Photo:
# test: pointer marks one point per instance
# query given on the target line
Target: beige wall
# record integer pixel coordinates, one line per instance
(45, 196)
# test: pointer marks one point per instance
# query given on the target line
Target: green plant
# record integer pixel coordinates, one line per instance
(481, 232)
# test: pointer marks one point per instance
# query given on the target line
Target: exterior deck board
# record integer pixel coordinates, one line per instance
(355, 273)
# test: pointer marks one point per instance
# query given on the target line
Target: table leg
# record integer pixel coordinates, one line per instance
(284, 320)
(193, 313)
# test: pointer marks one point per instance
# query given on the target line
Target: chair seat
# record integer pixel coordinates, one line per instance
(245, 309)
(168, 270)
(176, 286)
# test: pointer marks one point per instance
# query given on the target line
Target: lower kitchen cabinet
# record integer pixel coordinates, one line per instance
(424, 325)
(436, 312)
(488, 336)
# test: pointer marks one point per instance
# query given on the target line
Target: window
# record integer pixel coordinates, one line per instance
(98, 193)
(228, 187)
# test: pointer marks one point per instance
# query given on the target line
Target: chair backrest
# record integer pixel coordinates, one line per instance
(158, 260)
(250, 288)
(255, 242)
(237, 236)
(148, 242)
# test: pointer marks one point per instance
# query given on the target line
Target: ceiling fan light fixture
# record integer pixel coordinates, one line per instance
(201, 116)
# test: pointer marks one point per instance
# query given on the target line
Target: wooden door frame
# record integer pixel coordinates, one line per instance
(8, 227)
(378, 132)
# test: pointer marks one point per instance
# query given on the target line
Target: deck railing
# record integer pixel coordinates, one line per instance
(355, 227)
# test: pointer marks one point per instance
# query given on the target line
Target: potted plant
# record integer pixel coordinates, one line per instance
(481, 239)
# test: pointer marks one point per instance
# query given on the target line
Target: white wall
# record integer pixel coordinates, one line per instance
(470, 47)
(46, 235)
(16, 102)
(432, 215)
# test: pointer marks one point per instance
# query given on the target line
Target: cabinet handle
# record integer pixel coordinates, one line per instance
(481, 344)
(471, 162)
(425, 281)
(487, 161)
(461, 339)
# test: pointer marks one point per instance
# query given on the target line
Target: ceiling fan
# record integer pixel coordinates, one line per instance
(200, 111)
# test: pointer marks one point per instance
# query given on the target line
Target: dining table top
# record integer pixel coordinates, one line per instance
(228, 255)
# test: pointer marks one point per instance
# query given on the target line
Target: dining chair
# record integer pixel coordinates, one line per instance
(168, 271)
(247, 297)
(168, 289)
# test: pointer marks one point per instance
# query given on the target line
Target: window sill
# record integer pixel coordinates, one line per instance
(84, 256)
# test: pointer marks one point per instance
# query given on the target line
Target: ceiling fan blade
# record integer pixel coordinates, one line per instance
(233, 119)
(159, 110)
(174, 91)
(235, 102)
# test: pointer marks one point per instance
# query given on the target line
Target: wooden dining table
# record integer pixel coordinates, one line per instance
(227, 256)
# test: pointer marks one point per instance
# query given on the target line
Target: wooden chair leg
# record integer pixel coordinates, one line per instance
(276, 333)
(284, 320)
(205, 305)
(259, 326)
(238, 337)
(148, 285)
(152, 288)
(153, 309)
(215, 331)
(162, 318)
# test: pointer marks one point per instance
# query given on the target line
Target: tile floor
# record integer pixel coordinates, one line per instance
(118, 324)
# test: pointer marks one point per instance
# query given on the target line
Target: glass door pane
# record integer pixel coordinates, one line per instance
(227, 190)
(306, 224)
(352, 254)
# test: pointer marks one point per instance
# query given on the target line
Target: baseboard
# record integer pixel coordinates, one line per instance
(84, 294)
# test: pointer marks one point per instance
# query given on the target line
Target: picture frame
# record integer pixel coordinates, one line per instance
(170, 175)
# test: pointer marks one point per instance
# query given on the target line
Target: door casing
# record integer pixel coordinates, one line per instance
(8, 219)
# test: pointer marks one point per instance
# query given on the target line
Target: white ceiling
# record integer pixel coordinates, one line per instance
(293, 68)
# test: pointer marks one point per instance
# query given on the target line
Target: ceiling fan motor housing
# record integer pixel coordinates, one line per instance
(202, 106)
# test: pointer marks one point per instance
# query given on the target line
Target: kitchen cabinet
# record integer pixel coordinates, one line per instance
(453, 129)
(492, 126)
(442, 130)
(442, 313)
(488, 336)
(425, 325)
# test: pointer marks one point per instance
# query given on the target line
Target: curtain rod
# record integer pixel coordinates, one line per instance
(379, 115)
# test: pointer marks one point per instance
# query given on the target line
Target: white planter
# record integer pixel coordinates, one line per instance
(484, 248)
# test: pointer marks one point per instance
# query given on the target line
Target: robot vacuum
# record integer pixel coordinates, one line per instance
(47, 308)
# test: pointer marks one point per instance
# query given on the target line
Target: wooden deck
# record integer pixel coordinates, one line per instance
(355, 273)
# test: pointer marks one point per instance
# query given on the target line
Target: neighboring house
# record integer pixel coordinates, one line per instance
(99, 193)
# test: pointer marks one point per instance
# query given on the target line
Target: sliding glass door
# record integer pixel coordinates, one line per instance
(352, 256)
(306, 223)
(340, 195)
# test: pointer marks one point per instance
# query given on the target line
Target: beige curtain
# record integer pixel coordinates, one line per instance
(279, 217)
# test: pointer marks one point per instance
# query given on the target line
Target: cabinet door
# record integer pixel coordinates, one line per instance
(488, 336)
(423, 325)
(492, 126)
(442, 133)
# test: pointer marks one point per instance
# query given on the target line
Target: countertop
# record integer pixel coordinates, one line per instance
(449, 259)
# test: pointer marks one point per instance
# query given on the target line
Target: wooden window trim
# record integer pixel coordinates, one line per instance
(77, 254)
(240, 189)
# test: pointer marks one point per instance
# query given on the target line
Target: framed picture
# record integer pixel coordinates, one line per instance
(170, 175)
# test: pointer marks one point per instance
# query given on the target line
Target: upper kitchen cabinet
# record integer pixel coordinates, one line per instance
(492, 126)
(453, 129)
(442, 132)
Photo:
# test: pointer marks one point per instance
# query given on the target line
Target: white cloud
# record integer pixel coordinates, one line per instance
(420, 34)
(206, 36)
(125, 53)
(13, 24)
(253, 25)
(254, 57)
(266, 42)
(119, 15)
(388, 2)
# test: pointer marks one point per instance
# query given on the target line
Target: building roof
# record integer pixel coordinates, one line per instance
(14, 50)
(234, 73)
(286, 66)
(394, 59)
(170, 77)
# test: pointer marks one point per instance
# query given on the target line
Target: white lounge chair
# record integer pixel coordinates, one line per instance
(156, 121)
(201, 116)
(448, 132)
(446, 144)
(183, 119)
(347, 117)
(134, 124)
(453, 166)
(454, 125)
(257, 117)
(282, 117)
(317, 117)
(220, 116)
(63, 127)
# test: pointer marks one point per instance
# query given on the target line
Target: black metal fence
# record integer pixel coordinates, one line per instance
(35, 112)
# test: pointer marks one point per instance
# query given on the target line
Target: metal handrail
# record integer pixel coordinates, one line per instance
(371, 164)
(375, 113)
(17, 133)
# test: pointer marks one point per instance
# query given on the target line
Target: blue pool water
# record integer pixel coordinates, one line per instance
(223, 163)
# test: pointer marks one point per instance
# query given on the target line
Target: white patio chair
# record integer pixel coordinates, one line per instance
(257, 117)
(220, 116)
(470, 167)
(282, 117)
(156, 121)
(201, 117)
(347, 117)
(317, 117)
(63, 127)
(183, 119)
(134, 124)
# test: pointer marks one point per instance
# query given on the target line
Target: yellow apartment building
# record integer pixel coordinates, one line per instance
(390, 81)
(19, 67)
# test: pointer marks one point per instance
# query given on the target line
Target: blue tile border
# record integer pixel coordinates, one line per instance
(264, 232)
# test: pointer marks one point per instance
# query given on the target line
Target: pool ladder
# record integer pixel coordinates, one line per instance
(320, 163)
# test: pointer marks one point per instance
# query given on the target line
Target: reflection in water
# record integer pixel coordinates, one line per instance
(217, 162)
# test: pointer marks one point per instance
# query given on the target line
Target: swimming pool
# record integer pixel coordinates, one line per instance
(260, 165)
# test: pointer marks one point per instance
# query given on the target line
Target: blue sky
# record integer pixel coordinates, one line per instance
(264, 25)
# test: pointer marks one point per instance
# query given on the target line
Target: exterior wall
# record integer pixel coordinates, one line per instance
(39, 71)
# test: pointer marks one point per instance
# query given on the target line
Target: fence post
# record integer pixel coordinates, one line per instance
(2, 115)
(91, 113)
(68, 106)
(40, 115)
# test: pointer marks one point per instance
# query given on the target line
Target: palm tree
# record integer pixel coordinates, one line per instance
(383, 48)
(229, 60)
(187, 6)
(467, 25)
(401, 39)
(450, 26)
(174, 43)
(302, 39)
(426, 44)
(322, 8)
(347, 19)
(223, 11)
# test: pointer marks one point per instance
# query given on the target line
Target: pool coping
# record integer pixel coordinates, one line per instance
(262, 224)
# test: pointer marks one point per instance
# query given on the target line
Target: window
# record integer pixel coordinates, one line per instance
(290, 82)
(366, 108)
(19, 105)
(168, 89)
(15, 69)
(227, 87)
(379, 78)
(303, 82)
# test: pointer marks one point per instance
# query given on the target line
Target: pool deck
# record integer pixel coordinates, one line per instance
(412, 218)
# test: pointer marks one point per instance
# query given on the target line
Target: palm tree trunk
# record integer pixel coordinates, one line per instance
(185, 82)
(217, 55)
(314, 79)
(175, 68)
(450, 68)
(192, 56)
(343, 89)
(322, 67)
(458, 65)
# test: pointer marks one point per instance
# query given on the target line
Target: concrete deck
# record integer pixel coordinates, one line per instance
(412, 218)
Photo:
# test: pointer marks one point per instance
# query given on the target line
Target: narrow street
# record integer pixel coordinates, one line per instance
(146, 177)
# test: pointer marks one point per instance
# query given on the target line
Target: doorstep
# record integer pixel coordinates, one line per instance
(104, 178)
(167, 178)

----------

### [EXERCISE DESCRIPTION]
Look through the entries above; copy each line where the string "wooden" appears.

### [RESPONSE]
Target: wooden door frame
Target: wooden dining table
Target: wooden chair leg
Target: wooden deck
Target: wooden window trim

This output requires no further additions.